# [Textauszug]
******

Zur Umgehung des Gegenanwalts durch Nutzung eines privaten Briefbogen

Anwaltsgericht Köln, Beschluss vom 16. August 2019 – 3 AnwG 15/19 R

Zur Umgehung des Gegenanwalts durch Nutzung eines privaten Briefbogen

Tenor

Der Antrag des Rechtsanwaltes auf anwaltsgerichtliche Entscheidung wird als unbegründet zurückgewiesen.

Der Bescheid des Vorstandes der Rechtsanwaltskammer Köln vom 10.10.2018 in der Form des Bescheides des Vorstandes der Rechtsanwaltskammer vom 21.03.2019 wird bestätigt.

Die Kosten des Verfahrens werden dem Antragsteller auferlegt.

Gründe
I.

1
Mit dem angegriffenen Bescheid rügt die Rechtsanwaltskammer Köln ein Verhalten des Antragstellers als Verletzung des Verbotes der Umgehung des Gegenanwaltes gem. § 43 BRAO i. V. m. § 12 Abs. 1 BORA.

2
Der Antragsteller ist zugelassener Anwalt. Er ist Gesellschafter der V Partner mbB Rechtsanwalts- und Steuerberaterkanzlei. Er ist ebenfalls Vermieter einer Frau S.. Zwischen ihm und der Mieterin war ein Rechtsstreit vor dem Amtsgericht anhängig. Prozessbevollmächtigte des Klägers in diesem Verfahren war die V. Partner mbB, der er persönlich angehört. Die Mieterin war in dem Rechtsstreit anwaltlich vertreten.

3
Mit Schreiben vom 04.06.2018 wandte sich der Antragsteller an die Mieterin unmittelbar. Er verwendete dabei nicht den Briefbogen der Kanzlei, sondern einen Briefbogen, der seine Privataderesse, seine akademische Qualifikation und seine Berufsbezeichnungen: Rechtsanwalt-Wirtschaftsprüfer-Fachanwalt für Steuerrecht – , enthielt. Das Schreiben war als „Abmahnung und Kündigungsandrohung“ bezeichnet. In dem Schreiben nahm der Antragsteller Bezug auf einen Schriftsatz des Prozessbevollmächtigten der Mieterin aus dem laufenden Prozess und forderte sie auf, diesen Vortrag zu widerrufen, nicht mehr zu wiederholen und diesbezüglich eine strafbewehrte Unterlassungserklärung abzugeben. Für den Fall der Weigerung drohte er die fristlose Kündigung des Mietverhältnisses an. Eine Information des Prozessbevollmächtigten der Mieterin erfolgte nicht.

******

Einträge aus einem Datensatz

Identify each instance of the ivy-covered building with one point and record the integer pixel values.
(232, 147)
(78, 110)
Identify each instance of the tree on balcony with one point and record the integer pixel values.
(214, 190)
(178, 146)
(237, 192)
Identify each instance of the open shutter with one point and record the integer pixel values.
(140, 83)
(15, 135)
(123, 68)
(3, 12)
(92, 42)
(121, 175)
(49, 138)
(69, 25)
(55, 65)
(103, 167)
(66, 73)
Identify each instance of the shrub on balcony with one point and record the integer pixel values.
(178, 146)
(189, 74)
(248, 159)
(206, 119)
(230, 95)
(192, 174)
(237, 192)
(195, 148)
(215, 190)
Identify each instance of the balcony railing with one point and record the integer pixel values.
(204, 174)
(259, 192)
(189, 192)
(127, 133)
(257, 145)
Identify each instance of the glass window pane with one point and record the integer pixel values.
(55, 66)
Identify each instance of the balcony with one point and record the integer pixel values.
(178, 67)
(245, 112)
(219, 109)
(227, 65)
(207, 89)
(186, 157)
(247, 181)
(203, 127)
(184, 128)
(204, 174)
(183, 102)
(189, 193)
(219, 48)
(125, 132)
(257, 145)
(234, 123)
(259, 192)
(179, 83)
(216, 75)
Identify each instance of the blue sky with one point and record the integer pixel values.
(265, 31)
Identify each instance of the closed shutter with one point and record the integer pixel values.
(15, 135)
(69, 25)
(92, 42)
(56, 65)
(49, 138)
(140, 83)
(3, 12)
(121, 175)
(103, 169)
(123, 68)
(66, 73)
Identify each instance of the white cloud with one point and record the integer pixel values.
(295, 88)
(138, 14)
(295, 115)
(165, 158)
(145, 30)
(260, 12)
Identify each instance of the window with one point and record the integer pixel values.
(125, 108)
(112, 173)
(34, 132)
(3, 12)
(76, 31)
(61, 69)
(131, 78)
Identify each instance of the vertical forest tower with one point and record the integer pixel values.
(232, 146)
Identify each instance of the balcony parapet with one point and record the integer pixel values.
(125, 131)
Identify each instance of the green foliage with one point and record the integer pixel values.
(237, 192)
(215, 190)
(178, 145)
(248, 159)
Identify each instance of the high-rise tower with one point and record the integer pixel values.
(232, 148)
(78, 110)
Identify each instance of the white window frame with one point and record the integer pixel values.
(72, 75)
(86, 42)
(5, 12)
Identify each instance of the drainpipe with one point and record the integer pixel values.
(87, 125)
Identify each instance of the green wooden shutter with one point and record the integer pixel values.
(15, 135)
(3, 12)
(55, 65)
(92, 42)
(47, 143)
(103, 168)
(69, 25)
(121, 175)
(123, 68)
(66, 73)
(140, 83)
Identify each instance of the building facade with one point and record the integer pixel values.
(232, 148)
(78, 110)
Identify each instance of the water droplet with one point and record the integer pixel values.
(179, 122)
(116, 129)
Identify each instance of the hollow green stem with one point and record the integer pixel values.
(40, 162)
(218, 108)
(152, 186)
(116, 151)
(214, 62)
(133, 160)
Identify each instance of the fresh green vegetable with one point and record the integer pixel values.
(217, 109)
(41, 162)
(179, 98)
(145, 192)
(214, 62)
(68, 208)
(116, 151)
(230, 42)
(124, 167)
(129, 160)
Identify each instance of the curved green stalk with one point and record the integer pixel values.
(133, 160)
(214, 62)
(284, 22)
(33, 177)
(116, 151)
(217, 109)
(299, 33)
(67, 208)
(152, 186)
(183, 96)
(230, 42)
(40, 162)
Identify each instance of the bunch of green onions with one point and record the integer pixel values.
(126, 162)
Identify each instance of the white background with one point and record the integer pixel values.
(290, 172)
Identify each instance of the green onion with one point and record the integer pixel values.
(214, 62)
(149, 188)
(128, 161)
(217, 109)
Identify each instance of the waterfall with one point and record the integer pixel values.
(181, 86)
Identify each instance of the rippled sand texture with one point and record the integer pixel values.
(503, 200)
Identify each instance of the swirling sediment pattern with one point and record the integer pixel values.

******

# [Aufgabe]
Führen Sie den Textauszug über den Beschluss zur Umgehung des Gegenanwalts im Anschluss an seinen letzten Satz fort.

# [Ergebnis]
4
Auf Beschwerde des Prozessbevollmächtigten der Mieterin hat die Rechtsanwaltskammer Köln das Verhalten des Antragstellers unter Erteilung einer Missbilligung gerügt.

5
Hiergegen hat der Antragsteller form- und fristgerecht Einspruch eingelegt. Im Rahmen der Begründung des Einspruchs hat der Beklagte vortragen lassen, er sei in privater Sache als Vermieter tätig geworden.

6
Die berufliche/anwaltliche Vertretung im konkreten Rechtsstreit sei durch einen anderen Kollegen der Kanzlei, der er angehöre, erfolgt. Nur auf diesen und dem konkreten Rechtsstreit beziehe sich daher das Umgehungsverbot des § 12 BORA. Demgegenüber bestehe bei weiteren nachfolgenden privaten Auseinandersetzungen ein solches nicht.

7
Darüber hinaus hat er geltend gemacht, dass die Satzungsermächtigung im § 59 b Abs. 2 Nr. 8 BRAO sich nur auf den beruflichen Kontakt beziehen könne und nicht zu einem Verbot in Bezug auf private Kontakte führen könne.

8
Mit Beschluss vom 21.03.2019, dem Beschwerdeführer zugestellt am 22.03.2019, hat der Vorstand der Rechtsanwaltskammer Köln den Einspruch des Antragstellers zurückgewiesen. Hiergegen hat er mit Schriftsatz vom 18.04.2019 „Klage“ erhoben mit dem Antrag, die Rüge vom 10.10.2018 in der Gestalt des Einspruchsbescheides vom 21.03.2019 aufzuheben. In der Begründung vertieft er sein bisheriges Vorbringen.

II.

1.

9
Die gegen die Rechtsanwaltskammer Köln gerichtete „Klage“ vom 18.04.2019 ist als Antrag auf anwaltsgerichtliche Entscheidung gem. § 74a BRAO auszulegen. Es ist davon auszugehen, dass der Antragsteller das statthafte Rechtsmittel einlegen wollte. Der Antragsteller wendet sich gegen einen Rügebescheid i. S. § 74 BRAO in der Form der Einspruchsentscheidung. Hiergegen ist nur der Antrag auf anwaltsgerichtliche Entscheidung gem. § 74a BRAO statthaft. Dieser ist form- und fristgerecht gestellt worden. In der Sache bleibt er jedoch ohne Erfolg.

2.

10
Das Schreiben des Antragstellers vom 04.06.2018 an die Beklagte des Ausgangsrechtsstreites verstößt gegen § 43 BRAO i. V. m. § 12 BORA.

3.

11
§ 12 BORA ist verfassungsgemäß (vgl. BVerfG, Beschl. vom 12.07.2001 – 1 BvR 2272/00NJW 2001, 3325, 3326 sowie BVerfG, Beschl. vom 25.11.2008 – 1 BvR 848/07 – NJW 2009, 828).

4.

12
Gem. § 12 Abs. 1 BORA darf ein Rechtsanwalt nicht ohne Einwilligung des Rechtsanwaltes eines anderen Beteiligten mit diesem unmittelbar Verbindung aufnehmen oder verhandeln.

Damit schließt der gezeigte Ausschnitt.